WORK REQUIRED:
Can you recast every line of the listing below as a Markdown table with two columns, "Row" for the row number and "Text" for the line itself, leaving out any blank lines?

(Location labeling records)

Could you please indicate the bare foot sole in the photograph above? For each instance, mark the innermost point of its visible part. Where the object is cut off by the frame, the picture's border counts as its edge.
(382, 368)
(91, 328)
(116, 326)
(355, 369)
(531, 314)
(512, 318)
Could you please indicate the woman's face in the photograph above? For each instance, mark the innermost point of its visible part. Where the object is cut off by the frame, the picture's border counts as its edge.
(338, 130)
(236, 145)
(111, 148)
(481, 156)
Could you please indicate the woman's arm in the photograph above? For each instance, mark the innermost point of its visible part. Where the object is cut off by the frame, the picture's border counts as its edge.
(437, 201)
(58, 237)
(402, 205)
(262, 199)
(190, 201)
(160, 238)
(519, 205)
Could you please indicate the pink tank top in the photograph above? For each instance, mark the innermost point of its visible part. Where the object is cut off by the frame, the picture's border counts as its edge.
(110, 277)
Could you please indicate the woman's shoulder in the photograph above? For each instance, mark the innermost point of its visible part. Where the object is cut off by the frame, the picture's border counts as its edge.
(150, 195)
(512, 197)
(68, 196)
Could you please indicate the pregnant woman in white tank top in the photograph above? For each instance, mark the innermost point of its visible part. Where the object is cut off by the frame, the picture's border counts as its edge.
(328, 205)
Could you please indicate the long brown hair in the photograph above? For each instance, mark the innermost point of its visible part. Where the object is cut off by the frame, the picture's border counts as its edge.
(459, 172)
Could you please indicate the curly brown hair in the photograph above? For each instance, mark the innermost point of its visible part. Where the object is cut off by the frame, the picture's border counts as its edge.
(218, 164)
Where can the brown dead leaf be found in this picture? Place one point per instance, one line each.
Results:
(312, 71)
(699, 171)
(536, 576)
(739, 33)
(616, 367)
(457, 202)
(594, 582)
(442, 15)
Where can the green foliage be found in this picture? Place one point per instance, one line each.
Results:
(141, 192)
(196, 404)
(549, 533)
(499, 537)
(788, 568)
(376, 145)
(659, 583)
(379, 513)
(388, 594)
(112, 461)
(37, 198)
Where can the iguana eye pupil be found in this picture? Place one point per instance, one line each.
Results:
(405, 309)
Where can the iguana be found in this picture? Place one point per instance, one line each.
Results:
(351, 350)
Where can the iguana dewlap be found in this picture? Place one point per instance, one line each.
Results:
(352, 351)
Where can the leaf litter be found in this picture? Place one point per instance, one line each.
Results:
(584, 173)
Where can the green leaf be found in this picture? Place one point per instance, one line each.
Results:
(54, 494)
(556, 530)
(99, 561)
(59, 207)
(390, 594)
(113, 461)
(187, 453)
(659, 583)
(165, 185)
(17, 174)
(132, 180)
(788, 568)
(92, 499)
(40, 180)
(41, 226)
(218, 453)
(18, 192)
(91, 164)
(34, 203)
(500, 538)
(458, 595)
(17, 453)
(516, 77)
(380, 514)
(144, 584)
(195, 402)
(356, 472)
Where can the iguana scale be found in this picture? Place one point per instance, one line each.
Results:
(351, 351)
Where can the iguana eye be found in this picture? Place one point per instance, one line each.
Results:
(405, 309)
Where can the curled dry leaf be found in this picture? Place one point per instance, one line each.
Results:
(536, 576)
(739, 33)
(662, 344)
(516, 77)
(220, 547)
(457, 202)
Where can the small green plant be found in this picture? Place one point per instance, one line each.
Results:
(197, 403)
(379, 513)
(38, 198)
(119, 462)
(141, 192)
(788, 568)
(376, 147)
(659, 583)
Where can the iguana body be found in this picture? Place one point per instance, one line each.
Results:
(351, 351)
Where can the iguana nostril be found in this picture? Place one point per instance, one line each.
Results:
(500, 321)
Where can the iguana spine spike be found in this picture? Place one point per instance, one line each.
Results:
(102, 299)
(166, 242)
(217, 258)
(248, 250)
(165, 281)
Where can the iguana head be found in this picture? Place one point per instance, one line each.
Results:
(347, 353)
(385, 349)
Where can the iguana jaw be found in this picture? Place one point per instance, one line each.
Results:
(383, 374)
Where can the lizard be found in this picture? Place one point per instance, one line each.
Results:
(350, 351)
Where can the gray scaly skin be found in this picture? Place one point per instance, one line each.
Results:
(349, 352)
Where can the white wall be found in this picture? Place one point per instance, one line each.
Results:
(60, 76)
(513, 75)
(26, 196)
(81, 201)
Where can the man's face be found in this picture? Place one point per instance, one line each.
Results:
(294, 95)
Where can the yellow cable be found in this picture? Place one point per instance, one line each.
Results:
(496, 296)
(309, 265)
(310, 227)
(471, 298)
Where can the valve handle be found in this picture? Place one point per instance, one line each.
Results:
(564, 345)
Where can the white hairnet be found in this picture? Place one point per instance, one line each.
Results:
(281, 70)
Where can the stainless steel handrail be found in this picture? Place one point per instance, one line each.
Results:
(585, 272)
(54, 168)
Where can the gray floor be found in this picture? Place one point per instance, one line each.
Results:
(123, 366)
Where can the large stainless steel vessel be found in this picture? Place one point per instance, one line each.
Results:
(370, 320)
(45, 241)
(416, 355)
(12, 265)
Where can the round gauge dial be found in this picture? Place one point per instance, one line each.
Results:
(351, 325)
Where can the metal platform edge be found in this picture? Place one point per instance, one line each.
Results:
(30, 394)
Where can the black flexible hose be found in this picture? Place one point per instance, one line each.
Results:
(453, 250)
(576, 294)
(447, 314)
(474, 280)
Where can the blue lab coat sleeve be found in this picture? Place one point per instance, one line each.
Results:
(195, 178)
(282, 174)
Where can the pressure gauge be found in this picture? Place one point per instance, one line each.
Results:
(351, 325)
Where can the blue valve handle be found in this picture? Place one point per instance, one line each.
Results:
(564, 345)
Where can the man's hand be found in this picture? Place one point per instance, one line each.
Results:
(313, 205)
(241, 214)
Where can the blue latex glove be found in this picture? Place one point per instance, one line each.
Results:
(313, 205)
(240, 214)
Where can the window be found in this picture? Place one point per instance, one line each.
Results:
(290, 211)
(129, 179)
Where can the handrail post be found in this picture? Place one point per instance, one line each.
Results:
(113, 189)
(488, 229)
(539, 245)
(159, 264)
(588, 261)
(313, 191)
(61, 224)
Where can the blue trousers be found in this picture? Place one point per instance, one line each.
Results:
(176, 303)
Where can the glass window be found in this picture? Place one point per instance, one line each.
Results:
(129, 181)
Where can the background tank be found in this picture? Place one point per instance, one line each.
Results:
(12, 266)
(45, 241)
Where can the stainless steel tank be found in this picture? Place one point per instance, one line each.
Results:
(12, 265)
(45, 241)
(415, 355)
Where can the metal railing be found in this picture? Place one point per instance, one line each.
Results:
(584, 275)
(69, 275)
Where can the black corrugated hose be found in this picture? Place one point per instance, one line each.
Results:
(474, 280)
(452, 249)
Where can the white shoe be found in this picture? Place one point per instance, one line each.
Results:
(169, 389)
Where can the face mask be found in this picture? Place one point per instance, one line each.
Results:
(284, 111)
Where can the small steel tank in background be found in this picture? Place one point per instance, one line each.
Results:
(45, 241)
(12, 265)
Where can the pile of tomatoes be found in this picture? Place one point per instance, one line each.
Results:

RESULT OF THIS EXERCISE:
| Row | Text |
|---|---|
| 1 | Could you please indicate the bare foot sole in the photograph above? For each instance, mark the innermost point of its visible part. Where the object is cut off by the frame, the picture's border counts as its edge. |
| 2 | (382, 368) |
| 3 | (91, 328) |
| 4 | (116, 326) |
| 5 | (355, 369) |
| 6 | (531, 314) |
| 7 | (512, 318) |
| 8 | Could you please indicate the woman's face in the photograph above? For each instance, mark the innermost point of its visible part. Where the object is cut off by the frame, the picture's border counts as its edge. |
| 9 | (338, 130) |
| 10 | (236, 145) |
| 11 | (111, 148) |
| 12 | (481, 156) |
| 13 | Could you please indicate the woman's arm in the photograph above? For each instance, mark the innermost point of its visible part. Where the object is cut off by the frame, the picture's border counts as its edge. |
| 14 | (437, 201) |
| 15 | (58, 237) |
| 16 | (402, 205) |
| 17 | (262, 199) |
| 18 | (190, 201) |
| 19 | (160, 238) |
| 20 | (519, 205) |
| 21 | Could you please indicate the pink tank top in the photograph above? For each instance, mark the innermost point of its visible part. Where the object is cut off by the frame, the picture's border counts as its edge. |
| 22 | (110, 277) |
| 23 | Could you please indicate the woman's shoulder in the photograph above? For each instance, mark the innermost point of its visible part. Where the object is cut off by the frame, the picture's border counts as its edge. |
| 24 | (150, 195) |
| 25 | (512, 197) |
| 26 | (68, 196) |
| 27 | Could you please indicate the pregnant woman in white tank top in the photograph above? For each instance, mark the innermost point of its visible part. Where the object is cut off by the frame, the picture's border counts as its edge. |
| 28 | (328, 205) |
| 29 | Could you please indicate the long brown hair in the photograph above? For each instance, mark the innermost point of its visible part. Where the object is cut off by the frame, the picture's border counts as its edge. |
| 30 | (459, 172) |
| 31 | Could you please indicate the curly brown hair in the photograph above? For each instance, mark the innermost point of its visible part. Where the object is cut off by the frame, the picture's border counts as its edge. |
| 32 | (218, 164) |
| 33 | Where can the brown dead leaf be found in this picture? Place one point per instance, one line each. |
| 34 | Results: |
| 35 | (312, 71) |
| 36 | (699, 171) |
| 37 | (536, 576) |
| 38 | (739, 33) |
| 39 | (616, 367) |
| 40 | (457, 202) |
| 41 | (594, 582) |
| 42 | (442, 15) |
| 43 | Where can the green foliage be found in this picture? Place one point per instance, one line each. |
| 44 | Results: |
| 45 | (141, 192) |
| 46 | (196, 404) |
| 47 | (549, 533) |
| 48 | (499, 537) |
| 49 | (788, 568) |
| 50 | (376, 145) |
| 51 | (659, 583) |
| 52 | (379, 513) |
| 53 | (388, 594) |
| 54 | (112, 461) |
| 55 | (37, 198) |
| 56 | Where can the iguana eye pupil be found in this picture? Place one point per instance, one line each. |
| 57 | Results: |
| 58 | (405, 309) |
| 59 | Where can the iguana be found in this picture? Place one point per instance, one line each. |
| 60 | Results: |
| 61 | (351, 350) |
| 62 | Where can the iguana dewlap be found in this picture? Place one point per instance, one line each. |
| 63 | Results: |
| 64 | (352, 351) |
| 65 | Where can the leaf litter be found in this picture? Place one point per instance, one line each. |
| 66 | Results: |
| 67 | (584, 173) |
| 68 | Where can the green leaf be found in this picture? Place one point per instance, one line each. |
| 69 | Results: |
| 70 | (54, 494) |
| 71 | (556, 530) |
| 72 | (99, 561) |
| 73 | (59, 207) |
| 74 | (390, 594) |
| 75 | (113, 461) |
| 76 | (187, 453) |
| 77 | (659, 583) |
| 78 | (165, 185) |
| 79 | (17, 174) |
| 80 | (132, 180) |
| 81 | (788, 568) |
| 82 | (92, 499) |
| 83 | (40, 180) |
| 84 | (41, 226) |
| 85 | (218, 453) |
| 86 | (18, 192) |
| 87 | (91, 164) |
| 88 | (34, 203) |
| 89 | (500, 538) |
| 90 | (458, 595) |
| 91 | (17, 453) |
| 92 | (516, 77) |
| 93 | (380, 514) |
| 94 | (144, 584) |
| 95 | (195, 402) |
| 96 | (356, 472) |
| 97 | Where can the iguana scale be found in this picture? Place one point per instance, one line each. |
| 98 | Results: |
| 99 | (351, 351) |
| 100 | Where can the iguana eye be found in this picture? Place one point per instance, one line each. |
| 101 | Results: |
| 102 | (405, 309) |
| 103 | Where can the curled dry leaf be found in this picture? Place one point per instance, one line each. |
| 104 | Results: |
| 105 | (536, 576) |
| 106 | (739, 33) |
| 107 | (662, 344) |
| 108 | (516, 77) |
| 109 | (220, 547) |
| 110 | (457, 202) |
| 111 | Where can the small green plant be found in this picture? Place one point per instance, one line each. |
| 112 | Results: |
| 113 | (197, 403) |
| 114 | (379, 513) |
| 115 | (38, 198) |
| 116 | (119, 462) |
| 117 | (141, 192) |
| 118 | (788, 568) |
| 119 | (376, 147) |
| 120 | (659, 583) |
| 121 | Where can the iguana body be found in this picture? Place one point per instance, one line each. |
| 122 | Results: |
| 123 | (351, 351) |
| 124 | Where can the iguana nostril be found in this picture? Place one point per instance, one line each. |
| 125 | Results: |
| 126 | (500, 321) |
| 127 | Where can the iguana spine spike be found in this picture? Place one point per instance, one line each. |
| 128 | Results: |
| 129 | (102, 299) |
| 130 | (166, 242) |
| 131 | (217, 258) |
| 132 | (248, 250) |
| 133 | (165, 281) |
| 134 | Where can the iguana head be found in this picture? Place one point per instance, one line each. |
| 135 | Results: |
| 136 | (347, 353) |
| 137 | (385, 349) |
| 138 | Where can the iguana jaw be found in this picture? Place one point per instance, one line each. |
| 139 | Results: |
| 140 | (383, 374) |
| 141 | Where can the lizard be found in this picture? Place one point per instance, one line each. |
| 142 | Results: |
| 143 | (350, 351) |
| 144 | Where can the gray scaly skin be found in this picture? Place one point per instance, one line each. |
| 145 | Results: |
| 146 | (349, 352) |
| 147 | Where can the white wall be found in this picture? Place one point per instance, one line each. |
| 148 | Results: |
| 149 | (60, 76) |
| 150 | (513, 75) |
| 151 | (26, 196) |
| 152 | (81, 201) |
| 153 | Where can the man's face be found in this picture? Place one point per instance, one line each. |
| 154 | Results: |
| 155 | (294, 95) |
| 156 | Where can the yellow cable be found in this picture? Place one point per instance, one line each. |
| 157 | Results: |
| 158 | (496, 296) |
| 159 | (309, 265) |
| 160 | (310, 227) |
| 161 | (471, 298) |
| 162 | Where can the valve handle be found in this picture? Place one point per instance, one line each. |
| 163 | Results: |
| 164 | (564, 345) |
| 165 | Where can the white hairnet be found in this picture? Place one point per instance, one line each. |
| 166 | Results: |
| 167 | (281, 70) |
| 168 | Where can the stainless steel handrail be found in this picture? Place one point per instance, one line each. |
| 169 | Results: |
| 170 | (585, 272) |
| 171 | (54, 168) |
| 172 | Where can the gray floor be found in this picture? Place one point per instance, one line each. |
| 173 | Results: |
| 174 | (123, 366) |
| 175 | Where can the large stainless steel vessel be found in this picture? Place one point per instance, one line each. |
| 176 | Results: |
| 177 | (370, 320) |
| 178 | (45, 241) |
| 179 | (416, 355) |
| 180 | (12, 265) |
| 181 | Where can the round gauge dial be found in this picture? Place one point per instance, one line each. |
| 182 | Results: |
| 183 | (351, 325) |
| 184 | Where can the metal platform edge be found in this picture? Place one point per instance, one line each. |
| 185 | Results: |
| 186 | (30, 394) |
| 187 | Where can the black flexible hose be found in this picture? Place one point per instance, one line each. |
| 188 | Results: |
| 189 | (453, 250) |
| 190 | (576, 294) |
| 191 | (447, 314) |
| 192 | (474, 280) |
| 193 | Where can the blue lab coat sleeve be found in this picture? Place one point per instance, one line each. |
| 194 | Results: |
| 195 | (195, 178) |
| 196 | (282, 174) |
| 197 | Where can the pressure gauge be found in this picture? Place one point per instance, one line each. |
| 198 | Results: |
| 199 | (351, 325) |
| 200 | Where can the blue valve handle be found in this picture? Place one point per instance, one line each. |
| 201 | Results: |
| 202 | (564, 345) |
| 203 | Where can the man's hand be found in this picture? Place one point per instance, one line each. |
| 204 | Results: |
| 205 | (313, 205) |
| 206 | (241, 214) |
| 207 | Where can the blue latex glove be found in this picture? Place one point per instance, one line each. |
| 208 | Results: |
| 209 | (313, 205) |
| 210 | (240, 214) |
| 211 | Where can the window be found in this picture? Place one point per instance, one line each. |
| 212 | Results: |
| 213 | (290, 211) |
| 214 | (129, 179) |
| 215 | Where can the handrail post be found in this picture? Place one point per instance, one line each. |
| 216 | Results: |
| 217 | (113, 189) |
| 218 | (488, 229) |
| 219 | (539, 245) |
| 220 | (159, 264) |
| 221 | (588, 261) |
| 222 | (313, 191) |
| 223 | (61, 224) |
| 224 | Where can the blue trousers be found in this picture? Place one point per instance, one line each. |
| 225 | Results: |
| 226 | (176, 303) |
| 227 | Where can the glass window be found in this picture? Place one point per instance, one line each. |
| 228 | Results: |
| 229 | (129, 181) |
| 230 | Where can the background tank be found in this picture? Place one point per instance, one line each. |
| 231 | Results: |
| 232 | (12, 266) |
| 233 | (45, 241) |
| 234 | Where can the stainless steel tank be found in this picture? Place one point per instance, one line each. |
| 235 | Results: |
| 236 | (12, 265) |
| 237 | (45, 241) |
| 238 | (415, 355) |
| 239 | Where can the metal railing be found in this picture? Place one point per instance, one line each. |
| 240 | Results: |
| 241 | (584, 275) |
| 242 | (69, 275) |
| 243 | Where can the black corrugated hose be found in this picture? Place one point per instance, one line each. |
| 244 | Results: |
| 245 | (474, 280) |
| 246 | (452, 249) |
| 247 | Where can the white shoe be found in this picture? Place one point per instance, one line each. |
| 248 | Results: |
| 249 | (169, 389) |
| 250 | Where can the face mask be found in this picture? Place one point per instance, one line each. |
| 251 | Results: |
| 252 | (284, 111) |
| 253 | Where can the small steel tank in background be found in this picture? Place one point per instance, one line each. |
| 254 | Results: |
| 255 | (45, 241) |
| 256 | (12, 265) |
| 257 | Where can the pile of tomatoes be found in this picture? Place one point per instance, one line each. |
| 258 | Results: |